Phrase grounding data:
↓

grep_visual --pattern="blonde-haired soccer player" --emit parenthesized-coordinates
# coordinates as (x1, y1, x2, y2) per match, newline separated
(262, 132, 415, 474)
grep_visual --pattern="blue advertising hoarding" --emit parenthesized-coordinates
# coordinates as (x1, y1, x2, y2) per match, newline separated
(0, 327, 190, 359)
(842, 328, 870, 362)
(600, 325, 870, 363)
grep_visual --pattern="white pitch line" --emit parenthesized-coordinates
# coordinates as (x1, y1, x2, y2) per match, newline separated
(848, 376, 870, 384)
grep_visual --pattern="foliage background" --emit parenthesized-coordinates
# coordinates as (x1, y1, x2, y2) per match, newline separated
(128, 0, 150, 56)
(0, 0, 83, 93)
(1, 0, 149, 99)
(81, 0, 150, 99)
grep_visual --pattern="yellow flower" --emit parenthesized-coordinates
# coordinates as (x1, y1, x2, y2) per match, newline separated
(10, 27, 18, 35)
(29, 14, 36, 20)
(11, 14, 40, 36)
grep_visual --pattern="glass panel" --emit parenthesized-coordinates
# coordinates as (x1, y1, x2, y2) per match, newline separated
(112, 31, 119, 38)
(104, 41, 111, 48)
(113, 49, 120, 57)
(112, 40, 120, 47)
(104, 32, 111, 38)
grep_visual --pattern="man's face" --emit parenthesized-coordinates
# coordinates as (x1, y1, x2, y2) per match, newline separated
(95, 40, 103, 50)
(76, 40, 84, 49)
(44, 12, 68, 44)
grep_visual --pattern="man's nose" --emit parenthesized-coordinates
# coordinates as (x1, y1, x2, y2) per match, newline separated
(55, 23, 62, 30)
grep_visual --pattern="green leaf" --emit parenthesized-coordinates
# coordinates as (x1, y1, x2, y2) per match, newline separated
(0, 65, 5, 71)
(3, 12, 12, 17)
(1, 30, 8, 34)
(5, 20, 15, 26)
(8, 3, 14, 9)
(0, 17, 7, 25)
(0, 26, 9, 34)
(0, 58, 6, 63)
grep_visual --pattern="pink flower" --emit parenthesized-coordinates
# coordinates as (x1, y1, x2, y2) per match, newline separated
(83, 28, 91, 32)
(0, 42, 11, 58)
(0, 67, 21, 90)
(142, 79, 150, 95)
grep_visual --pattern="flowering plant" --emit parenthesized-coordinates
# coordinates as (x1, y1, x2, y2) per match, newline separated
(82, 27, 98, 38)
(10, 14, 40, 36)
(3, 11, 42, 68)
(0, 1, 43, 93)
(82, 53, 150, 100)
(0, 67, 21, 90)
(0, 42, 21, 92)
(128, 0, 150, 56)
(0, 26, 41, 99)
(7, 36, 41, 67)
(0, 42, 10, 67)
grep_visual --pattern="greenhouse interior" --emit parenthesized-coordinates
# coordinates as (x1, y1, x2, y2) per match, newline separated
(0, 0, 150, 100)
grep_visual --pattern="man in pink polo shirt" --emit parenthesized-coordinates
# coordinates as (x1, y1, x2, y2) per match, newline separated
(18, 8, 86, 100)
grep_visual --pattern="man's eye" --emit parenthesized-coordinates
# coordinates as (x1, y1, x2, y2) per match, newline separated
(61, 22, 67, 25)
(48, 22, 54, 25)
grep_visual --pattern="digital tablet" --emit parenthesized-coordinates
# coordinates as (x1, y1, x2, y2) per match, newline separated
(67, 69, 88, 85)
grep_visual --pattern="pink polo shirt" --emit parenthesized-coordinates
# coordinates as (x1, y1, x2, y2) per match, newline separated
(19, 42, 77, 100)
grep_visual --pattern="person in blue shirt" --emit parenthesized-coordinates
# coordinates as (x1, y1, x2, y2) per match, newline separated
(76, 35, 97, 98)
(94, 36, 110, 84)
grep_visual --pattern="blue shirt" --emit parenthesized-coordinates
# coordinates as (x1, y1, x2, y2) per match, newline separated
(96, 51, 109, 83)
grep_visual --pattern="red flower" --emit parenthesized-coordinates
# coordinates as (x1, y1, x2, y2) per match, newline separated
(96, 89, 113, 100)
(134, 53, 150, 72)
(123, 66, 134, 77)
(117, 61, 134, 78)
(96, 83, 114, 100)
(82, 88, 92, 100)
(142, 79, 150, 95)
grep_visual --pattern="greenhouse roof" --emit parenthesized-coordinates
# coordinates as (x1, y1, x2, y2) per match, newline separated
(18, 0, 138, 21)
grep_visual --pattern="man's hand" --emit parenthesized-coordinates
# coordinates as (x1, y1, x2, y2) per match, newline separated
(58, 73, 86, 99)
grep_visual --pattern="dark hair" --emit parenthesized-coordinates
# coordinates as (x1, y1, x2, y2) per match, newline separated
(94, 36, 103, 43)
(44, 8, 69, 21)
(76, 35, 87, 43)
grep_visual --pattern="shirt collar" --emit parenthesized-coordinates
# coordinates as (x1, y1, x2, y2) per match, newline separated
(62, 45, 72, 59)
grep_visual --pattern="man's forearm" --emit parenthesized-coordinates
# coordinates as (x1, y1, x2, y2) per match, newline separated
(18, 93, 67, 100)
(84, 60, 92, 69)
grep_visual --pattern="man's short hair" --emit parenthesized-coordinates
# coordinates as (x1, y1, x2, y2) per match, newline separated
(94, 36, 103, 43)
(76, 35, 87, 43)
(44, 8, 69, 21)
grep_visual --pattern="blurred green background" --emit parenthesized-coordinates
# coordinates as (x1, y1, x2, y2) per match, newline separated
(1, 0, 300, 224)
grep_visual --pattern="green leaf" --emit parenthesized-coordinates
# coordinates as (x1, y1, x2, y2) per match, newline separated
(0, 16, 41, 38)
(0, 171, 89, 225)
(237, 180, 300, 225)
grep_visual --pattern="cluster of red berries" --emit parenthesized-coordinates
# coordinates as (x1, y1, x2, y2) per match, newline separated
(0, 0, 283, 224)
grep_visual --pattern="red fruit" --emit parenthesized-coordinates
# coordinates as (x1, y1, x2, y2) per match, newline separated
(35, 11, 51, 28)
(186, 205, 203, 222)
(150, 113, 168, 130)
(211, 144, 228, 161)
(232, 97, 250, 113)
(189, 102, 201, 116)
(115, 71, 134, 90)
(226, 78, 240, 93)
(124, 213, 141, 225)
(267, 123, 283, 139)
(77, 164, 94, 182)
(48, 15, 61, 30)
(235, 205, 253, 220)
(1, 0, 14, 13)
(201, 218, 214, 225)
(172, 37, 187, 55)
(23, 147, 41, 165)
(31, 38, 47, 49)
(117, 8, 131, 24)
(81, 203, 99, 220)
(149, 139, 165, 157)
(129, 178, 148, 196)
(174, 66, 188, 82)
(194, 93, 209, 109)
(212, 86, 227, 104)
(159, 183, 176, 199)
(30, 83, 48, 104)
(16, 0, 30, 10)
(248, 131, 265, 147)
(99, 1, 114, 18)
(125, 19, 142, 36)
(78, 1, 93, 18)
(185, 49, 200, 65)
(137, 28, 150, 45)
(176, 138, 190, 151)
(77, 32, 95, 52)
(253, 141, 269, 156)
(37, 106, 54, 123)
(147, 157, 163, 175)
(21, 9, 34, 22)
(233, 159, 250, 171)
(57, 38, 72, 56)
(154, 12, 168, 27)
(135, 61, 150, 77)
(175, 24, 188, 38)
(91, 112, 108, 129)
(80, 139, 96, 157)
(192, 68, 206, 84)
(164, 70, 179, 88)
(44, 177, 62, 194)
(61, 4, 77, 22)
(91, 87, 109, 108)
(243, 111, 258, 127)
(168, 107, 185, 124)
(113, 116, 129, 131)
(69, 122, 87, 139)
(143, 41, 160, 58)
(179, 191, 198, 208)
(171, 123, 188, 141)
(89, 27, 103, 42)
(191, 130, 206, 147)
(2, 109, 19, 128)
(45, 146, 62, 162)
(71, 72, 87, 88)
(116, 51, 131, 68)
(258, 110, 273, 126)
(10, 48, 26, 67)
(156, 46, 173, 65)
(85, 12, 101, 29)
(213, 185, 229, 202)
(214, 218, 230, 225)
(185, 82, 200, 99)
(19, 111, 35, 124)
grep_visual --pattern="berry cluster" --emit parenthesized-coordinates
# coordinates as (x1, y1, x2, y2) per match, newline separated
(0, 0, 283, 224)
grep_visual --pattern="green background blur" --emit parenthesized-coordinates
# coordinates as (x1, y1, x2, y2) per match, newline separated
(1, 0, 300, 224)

↑

• BRIEF
Among the lines of the entries, count those containing the string "polo" and give only the number.

• EXPECTED ANSWER
2